**INFORMATION:**
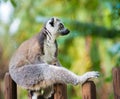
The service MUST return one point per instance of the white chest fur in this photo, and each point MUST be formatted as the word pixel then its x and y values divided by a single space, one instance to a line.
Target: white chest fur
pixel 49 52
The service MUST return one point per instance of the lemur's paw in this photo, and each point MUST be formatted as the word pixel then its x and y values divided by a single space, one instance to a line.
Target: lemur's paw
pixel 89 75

* * *

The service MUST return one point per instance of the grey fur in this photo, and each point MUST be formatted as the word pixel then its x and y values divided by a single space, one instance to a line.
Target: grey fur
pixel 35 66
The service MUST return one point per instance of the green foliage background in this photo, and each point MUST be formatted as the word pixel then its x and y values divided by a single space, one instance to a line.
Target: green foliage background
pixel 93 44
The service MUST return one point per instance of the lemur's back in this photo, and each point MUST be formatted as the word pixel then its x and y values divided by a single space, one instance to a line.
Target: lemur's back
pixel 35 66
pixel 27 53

**WHAT NEEDS TO BE DONE:**
A single number is the whole answer: report how many lines in the data above include the word "divided".

**TASK ANSWER:**
5